> Consigne: Résumez en deux phrases le texte ci-dessous, consacré aux doubles pages qui encadrent la séquence.

:: Texte fourni

La séquence s’ouvre et se referme sur deux doubles pages qui se font écho tant par l’image que par le texte (pp. 54 et 144). Elles se renvoient l’une l’autre à travers l’image de portes fermées ou murées, ainsi que par l’évocation, dans le texte, d’une respiration : « silence cédant peu à peu la place au flux et au reflux de l’inspiration et de l’expiration » (p. 54) ; « air aspiré / et expiré » (p. 144). Elles figurent donc les limites du musée clos sur lui-même comme lieu d’où provient le souffle du livre. Cependant, par la mise en exergue du mur qui condamne la porte, encadré comme s’il s’agissait d’une toile (p. 54), l’image semble dire que le début de la séquence est déjà sa fin, que tout est déjà joué d’avance.

::::
:: Extrait de données

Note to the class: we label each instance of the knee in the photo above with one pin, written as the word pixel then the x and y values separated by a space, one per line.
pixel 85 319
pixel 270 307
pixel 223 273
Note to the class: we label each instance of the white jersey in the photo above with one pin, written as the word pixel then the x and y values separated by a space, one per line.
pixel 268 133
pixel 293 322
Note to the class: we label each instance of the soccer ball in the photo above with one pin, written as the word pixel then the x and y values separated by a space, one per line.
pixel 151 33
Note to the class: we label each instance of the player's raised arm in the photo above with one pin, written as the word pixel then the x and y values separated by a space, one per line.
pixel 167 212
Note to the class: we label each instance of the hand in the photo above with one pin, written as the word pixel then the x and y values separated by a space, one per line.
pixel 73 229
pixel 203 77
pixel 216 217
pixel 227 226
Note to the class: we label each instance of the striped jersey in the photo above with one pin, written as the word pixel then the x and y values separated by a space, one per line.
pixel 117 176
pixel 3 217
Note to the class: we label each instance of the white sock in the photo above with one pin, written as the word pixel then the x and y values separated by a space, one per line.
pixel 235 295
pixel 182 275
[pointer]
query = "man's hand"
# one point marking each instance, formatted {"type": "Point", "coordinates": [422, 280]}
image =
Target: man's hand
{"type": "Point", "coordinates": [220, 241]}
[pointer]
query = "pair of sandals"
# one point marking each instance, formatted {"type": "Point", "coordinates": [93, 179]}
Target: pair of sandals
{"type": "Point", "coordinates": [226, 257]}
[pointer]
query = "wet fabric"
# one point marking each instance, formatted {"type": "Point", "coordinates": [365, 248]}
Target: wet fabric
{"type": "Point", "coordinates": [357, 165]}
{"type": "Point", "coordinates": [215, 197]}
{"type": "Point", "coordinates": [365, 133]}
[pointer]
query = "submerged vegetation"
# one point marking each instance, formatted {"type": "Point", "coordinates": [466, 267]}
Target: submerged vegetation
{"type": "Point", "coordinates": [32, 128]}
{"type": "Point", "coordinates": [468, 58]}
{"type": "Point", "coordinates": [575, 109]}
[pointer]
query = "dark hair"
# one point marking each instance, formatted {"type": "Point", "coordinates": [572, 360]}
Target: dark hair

::::

> Réponse: La séquence s'ouvre et se referme sur deux doubles pages (pp. 54 et 144) qui se font écho par l'image de portes fermées ou murées et par l'évocation d'une respiration. Elles figurent ainsi les limites du musée clos sur lui-même d'où provient le souffle du livre, mais le mur condamnant la porte, encadré comme une toile à la page 54, semble dire que le début de la séquence est déjà sa fin et que tout est joué d'avance.